* Dataset records:

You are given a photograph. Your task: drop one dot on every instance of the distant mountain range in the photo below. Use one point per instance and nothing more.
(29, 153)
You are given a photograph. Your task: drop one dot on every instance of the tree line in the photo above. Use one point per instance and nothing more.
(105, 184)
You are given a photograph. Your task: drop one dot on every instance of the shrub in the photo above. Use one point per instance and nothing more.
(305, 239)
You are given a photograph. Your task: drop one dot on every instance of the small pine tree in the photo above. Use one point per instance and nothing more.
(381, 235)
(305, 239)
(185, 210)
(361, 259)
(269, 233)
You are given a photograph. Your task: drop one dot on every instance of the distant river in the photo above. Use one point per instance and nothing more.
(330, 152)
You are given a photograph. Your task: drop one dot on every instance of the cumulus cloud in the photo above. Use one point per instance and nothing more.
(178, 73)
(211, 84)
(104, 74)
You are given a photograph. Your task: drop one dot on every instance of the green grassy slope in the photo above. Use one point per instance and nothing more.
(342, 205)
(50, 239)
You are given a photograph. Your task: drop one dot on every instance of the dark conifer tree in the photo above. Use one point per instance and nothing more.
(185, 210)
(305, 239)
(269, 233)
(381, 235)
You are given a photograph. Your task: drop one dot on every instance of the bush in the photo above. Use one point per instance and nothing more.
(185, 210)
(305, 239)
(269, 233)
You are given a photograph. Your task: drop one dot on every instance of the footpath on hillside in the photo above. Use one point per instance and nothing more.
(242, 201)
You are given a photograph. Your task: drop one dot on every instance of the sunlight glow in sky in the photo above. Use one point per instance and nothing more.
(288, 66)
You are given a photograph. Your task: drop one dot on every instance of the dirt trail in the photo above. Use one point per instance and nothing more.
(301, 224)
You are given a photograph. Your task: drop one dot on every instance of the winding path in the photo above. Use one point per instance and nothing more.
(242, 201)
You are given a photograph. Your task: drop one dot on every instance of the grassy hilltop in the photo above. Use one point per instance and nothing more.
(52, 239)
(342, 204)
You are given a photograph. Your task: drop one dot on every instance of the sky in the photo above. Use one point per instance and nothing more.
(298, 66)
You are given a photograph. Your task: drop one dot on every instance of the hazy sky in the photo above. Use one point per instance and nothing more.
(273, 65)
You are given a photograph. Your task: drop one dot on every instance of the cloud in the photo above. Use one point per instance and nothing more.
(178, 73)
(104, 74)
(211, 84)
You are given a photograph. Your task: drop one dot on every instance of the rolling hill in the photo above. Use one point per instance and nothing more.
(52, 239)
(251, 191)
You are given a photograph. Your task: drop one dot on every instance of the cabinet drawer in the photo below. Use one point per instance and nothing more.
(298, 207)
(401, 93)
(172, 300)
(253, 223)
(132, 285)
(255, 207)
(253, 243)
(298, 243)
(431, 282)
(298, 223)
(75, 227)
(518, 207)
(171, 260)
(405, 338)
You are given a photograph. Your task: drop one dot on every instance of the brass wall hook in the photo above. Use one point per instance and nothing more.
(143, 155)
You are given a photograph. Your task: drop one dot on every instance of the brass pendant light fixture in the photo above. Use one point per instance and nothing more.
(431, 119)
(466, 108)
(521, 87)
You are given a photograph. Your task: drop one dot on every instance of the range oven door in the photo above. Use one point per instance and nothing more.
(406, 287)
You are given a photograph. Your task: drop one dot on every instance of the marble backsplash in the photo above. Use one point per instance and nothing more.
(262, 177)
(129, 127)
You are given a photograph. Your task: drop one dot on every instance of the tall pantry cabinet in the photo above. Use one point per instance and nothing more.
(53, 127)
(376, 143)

* Aim: Add 14 to every coordinate in the answers, and write out again the lines from the one containing "of the tall" through the last line, requests included.

* Answer for this exercise:
You are given a photograph. Your task: drop one dot on every instance of the tall pantry cabinet in the photo above. Use one point per instance and nothing more.
(67, 141)
(390, 157)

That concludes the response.